## Written request
Please put each line of the entries below into a Markdown table with the columns Row and Line, numbering the rows and leaving out blank lines.

## Records shown
** begin **

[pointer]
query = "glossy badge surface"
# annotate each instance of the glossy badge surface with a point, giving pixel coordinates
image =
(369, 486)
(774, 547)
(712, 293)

** end **

## Correct result
| Row | Line |
|---|---|
| 1 | [pointer] |
| 2 | query = "glossy badge surface" |
| 3 | # annotate each instance of the glossy badge surface with a point, giving pixel coordinates |
| 4 | image = |
| 5 | (369, 486) |
| 6 | (774, 547) |
| 7 | (712, 293) |